Datos en bruto:
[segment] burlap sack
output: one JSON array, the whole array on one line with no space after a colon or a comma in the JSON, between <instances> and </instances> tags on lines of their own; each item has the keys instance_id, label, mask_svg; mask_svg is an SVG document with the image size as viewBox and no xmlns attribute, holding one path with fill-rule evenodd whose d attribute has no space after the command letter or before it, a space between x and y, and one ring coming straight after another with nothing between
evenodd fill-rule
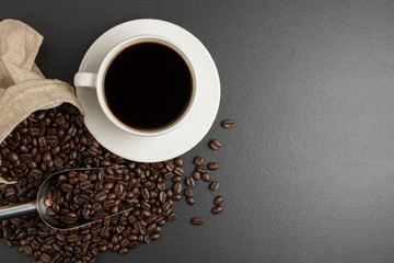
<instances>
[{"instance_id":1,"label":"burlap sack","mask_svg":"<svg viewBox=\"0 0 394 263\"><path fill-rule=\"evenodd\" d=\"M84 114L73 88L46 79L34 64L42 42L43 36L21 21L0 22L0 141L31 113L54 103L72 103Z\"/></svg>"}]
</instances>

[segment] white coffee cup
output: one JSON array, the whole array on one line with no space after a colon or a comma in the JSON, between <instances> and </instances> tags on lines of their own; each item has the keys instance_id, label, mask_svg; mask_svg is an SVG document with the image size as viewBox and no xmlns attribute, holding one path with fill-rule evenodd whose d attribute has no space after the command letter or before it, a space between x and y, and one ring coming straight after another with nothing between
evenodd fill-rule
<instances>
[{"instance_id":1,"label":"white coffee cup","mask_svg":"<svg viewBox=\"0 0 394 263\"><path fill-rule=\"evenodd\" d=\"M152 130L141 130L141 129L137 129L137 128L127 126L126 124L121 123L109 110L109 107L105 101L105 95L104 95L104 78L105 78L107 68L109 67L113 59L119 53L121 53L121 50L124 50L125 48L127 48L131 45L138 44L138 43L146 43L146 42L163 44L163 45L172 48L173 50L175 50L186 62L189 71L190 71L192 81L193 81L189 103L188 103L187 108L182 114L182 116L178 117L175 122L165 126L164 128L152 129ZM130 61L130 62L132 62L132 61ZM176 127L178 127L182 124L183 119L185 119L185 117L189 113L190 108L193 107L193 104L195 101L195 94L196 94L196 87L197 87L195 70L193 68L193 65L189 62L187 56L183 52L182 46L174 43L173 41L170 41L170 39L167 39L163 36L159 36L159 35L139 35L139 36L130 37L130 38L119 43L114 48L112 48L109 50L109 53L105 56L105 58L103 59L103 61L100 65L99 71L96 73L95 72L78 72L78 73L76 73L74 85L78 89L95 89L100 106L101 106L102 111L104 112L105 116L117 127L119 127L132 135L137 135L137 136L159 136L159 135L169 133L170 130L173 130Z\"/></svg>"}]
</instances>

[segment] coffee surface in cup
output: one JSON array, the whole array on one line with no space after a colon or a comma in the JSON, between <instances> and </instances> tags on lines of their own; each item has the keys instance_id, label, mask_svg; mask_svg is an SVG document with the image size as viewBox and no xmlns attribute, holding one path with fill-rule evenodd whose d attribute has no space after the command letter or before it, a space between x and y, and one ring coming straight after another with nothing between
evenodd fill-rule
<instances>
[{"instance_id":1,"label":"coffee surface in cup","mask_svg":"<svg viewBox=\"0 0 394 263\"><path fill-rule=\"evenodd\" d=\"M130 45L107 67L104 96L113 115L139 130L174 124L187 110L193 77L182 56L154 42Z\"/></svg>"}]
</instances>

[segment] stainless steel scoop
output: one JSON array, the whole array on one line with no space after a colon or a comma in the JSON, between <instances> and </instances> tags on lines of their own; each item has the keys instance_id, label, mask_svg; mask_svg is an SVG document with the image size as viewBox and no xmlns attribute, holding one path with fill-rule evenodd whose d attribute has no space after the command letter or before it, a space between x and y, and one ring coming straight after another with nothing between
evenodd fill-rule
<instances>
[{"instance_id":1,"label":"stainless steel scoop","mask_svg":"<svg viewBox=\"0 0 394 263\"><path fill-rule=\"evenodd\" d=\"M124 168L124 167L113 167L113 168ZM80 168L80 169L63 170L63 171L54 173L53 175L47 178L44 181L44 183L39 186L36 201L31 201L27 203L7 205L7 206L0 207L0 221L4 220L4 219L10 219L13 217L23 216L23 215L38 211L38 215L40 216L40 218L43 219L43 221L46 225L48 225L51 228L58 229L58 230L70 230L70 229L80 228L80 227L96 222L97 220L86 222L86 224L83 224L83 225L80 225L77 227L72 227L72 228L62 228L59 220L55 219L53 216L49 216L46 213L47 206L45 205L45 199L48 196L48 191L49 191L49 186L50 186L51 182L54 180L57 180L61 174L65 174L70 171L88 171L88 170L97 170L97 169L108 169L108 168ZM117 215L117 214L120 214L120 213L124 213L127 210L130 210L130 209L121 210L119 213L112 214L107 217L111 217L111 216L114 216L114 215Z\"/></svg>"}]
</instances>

Tu objetivo: Selecciona cada línea de los ítems de arriba en la que aparezca la palabra "segment".

Solución del ejercicio:
[segment] burlap sack
[segment] white coffee cup
[segment] coffee surface in cup
[segment] stainless steel scoop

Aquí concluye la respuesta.